Your assignment:
Below are records; copy exactly the line containing "635L308 646L310 687L447" and every line after it, through the last.

Input records:
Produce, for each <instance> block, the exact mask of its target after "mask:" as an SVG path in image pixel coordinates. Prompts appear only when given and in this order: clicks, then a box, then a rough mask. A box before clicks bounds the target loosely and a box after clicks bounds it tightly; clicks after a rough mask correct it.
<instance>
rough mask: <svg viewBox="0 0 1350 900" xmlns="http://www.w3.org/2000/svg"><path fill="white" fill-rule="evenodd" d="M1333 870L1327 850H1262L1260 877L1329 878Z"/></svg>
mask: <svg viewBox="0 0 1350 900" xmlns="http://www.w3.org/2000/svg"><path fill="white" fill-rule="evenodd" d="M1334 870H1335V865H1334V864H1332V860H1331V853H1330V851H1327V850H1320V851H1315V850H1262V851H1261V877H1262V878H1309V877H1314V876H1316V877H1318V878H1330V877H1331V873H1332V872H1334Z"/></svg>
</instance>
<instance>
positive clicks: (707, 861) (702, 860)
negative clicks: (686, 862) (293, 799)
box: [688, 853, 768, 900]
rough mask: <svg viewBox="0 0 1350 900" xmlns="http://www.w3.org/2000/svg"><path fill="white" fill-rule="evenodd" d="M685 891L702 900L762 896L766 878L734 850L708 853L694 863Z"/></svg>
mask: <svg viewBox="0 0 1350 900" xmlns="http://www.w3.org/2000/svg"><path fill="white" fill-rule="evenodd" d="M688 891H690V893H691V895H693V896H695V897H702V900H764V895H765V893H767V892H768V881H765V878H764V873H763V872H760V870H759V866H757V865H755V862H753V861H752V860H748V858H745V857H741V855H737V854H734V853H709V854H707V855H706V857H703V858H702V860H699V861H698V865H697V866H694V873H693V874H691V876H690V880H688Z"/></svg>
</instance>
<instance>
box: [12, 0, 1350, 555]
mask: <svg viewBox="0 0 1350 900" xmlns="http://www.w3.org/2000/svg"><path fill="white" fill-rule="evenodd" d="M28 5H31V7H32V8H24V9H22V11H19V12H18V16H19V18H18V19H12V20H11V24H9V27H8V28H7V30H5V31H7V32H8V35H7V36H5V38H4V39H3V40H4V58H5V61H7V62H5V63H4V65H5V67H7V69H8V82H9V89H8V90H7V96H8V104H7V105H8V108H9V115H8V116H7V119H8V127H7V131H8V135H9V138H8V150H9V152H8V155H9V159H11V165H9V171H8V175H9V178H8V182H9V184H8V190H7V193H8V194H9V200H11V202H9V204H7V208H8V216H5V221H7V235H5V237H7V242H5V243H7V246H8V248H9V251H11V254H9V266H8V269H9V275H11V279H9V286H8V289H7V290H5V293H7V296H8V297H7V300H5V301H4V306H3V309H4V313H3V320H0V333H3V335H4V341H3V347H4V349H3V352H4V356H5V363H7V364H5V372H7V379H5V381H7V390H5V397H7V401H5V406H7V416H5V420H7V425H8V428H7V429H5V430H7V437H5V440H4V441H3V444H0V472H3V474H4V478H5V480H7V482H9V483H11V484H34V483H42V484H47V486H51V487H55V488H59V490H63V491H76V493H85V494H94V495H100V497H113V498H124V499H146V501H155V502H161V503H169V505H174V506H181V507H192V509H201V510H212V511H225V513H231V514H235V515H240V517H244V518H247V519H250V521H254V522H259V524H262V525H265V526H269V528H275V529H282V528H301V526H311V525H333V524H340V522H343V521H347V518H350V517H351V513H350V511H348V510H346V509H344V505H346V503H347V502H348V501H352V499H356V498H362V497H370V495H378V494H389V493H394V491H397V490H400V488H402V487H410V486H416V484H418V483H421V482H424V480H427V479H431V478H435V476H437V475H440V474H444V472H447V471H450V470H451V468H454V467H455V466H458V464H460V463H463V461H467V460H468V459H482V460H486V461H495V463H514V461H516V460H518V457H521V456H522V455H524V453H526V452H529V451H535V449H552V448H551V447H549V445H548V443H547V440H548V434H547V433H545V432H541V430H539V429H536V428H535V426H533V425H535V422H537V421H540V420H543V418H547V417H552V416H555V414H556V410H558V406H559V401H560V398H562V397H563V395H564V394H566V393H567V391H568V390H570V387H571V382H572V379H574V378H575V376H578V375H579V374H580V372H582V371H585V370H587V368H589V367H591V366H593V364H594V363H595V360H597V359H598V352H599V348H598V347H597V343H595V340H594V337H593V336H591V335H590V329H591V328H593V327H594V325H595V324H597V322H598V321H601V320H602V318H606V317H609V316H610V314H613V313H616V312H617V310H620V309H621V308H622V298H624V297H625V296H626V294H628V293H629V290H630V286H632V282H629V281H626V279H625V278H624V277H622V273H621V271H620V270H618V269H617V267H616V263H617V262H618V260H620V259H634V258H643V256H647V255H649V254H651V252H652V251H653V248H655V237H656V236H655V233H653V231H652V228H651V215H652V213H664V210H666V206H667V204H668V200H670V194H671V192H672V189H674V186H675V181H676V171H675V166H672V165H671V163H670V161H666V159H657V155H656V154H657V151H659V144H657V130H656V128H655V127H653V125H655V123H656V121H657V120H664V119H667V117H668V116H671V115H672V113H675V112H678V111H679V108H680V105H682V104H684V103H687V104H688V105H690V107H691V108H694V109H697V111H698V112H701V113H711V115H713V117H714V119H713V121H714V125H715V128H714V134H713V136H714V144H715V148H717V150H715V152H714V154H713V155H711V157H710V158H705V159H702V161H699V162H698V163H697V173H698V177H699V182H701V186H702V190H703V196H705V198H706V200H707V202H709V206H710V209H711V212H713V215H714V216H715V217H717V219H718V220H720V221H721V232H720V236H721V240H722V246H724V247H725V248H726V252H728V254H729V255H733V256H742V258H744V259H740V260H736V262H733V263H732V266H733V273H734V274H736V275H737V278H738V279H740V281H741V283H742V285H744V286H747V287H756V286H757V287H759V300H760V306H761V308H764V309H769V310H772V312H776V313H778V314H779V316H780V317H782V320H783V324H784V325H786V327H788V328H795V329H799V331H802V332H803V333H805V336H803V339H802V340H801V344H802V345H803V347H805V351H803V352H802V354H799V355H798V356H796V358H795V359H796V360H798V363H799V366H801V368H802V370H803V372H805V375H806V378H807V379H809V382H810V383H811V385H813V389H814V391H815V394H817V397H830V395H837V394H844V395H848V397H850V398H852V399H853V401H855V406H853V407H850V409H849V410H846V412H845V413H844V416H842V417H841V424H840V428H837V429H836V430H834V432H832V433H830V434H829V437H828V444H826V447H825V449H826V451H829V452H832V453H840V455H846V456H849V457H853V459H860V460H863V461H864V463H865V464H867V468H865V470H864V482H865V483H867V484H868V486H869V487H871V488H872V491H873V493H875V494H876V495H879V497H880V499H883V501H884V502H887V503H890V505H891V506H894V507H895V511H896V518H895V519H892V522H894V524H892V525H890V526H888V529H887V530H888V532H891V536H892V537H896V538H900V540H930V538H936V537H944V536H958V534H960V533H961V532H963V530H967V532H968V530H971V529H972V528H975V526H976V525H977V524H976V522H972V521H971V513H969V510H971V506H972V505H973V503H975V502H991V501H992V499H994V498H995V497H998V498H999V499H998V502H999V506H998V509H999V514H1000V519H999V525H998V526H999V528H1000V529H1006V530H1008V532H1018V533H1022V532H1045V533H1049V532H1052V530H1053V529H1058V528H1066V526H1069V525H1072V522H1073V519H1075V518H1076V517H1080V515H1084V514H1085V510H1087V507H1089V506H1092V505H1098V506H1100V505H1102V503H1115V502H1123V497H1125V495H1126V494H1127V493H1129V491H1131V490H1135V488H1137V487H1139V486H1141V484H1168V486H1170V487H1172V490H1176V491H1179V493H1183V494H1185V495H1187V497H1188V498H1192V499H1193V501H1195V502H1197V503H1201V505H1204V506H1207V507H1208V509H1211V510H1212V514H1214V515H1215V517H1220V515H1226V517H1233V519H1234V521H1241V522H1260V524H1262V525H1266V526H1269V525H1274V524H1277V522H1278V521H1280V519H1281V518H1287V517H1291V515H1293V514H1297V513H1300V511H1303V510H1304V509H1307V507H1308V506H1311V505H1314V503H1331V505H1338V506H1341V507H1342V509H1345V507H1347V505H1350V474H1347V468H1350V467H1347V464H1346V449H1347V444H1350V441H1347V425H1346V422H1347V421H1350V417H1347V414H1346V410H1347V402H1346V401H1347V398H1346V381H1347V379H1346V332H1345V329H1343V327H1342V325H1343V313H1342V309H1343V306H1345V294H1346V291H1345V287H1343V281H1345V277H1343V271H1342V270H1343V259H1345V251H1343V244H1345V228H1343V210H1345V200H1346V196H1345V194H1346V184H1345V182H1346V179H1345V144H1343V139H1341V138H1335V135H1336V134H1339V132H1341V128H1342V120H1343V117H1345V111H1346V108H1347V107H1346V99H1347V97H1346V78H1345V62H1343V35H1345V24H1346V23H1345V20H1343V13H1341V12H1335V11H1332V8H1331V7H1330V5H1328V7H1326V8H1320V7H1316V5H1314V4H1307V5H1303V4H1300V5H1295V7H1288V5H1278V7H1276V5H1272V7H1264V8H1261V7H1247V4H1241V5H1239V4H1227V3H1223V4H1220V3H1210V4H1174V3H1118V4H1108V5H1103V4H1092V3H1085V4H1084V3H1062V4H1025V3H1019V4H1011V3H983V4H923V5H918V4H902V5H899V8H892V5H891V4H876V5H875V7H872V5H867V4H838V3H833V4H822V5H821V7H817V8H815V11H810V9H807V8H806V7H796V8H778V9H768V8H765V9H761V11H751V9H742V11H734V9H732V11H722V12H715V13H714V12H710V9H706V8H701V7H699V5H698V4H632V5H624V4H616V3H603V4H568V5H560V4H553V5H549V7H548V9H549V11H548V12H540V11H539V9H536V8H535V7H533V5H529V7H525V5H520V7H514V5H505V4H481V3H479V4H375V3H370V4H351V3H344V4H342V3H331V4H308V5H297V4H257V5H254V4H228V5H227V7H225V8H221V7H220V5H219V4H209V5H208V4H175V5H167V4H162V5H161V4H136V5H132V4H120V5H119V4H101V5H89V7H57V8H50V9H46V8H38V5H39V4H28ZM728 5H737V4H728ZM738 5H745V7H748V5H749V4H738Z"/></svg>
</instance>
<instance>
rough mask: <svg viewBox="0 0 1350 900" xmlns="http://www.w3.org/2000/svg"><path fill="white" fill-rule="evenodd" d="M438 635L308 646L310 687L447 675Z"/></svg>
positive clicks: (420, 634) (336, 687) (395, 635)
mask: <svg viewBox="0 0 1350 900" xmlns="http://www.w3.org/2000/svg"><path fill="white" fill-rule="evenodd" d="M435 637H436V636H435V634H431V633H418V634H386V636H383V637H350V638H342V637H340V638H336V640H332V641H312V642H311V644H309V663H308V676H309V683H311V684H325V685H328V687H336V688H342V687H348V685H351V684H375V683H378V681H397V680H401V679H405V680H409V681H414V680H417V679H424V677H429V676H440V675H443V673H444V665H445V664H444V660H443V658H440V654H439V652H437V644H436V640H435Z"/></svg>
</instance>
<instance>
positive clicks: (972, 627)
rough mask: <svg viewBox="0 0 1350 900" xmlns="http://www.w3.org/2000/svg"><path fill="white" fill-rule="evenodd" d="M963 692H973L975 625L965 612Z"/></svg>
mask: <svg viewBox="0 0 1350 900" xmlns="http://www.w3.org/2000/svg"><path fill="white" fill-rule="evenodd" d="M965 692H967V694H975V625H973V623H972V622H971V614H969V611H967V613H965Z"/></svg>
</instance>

Exercise output:
rough mask: <svg viewBox="0 0 1350 900" xmlns="http://www.w3.org/2000/svg"><path fill="white" fill-rule="evenodd" d="M438 635L308 646L310 687L447 675Z"/></svg>
positive clicks: (420, 634) (336, 687) (395, 635)
mask: <svg viewBox="0 0 1350 900" xmlns="http://www.w3.org/2000/svg"><path fill="white" fill-rule="evenodd" d="M435 637H436V636H435V634H431V633H418V634H386V636H383V637H350V638H342V637H340V638H336V640H332V641H312V642H311V644H309V663H308V676H309V683H311V684H325V685H328V687H336V688H342V687H348V685H351V684H375V683H378V681H397V680H401V679H405V680H409V681H414V680H417V679H424V677H429V676H440V675H443V673H444V665H445V664H444V660H443V658H440V654H439V652H437V644H436V640H435Z"/></svg>
</instance>
<instance>
positive clicks: (972, 627)
rough mask: <svg viewBox="0 0 1350 900" xmlns="http://www.w3.org/2000/svg"><path fill="white" fill-rule="evenodd" d="M963 692H973L975 625L965 612Z"/></svg>
mask: <svg viewBox="0 0 1350 900" xmlns="http://www.w3.org/2000/svg"><path fill="white" fill-rule="evenodd" d="M965 692H967V694H975V625H973V623H972V622H971V614H969V611H967V613H965Z"/></svg>
</instance>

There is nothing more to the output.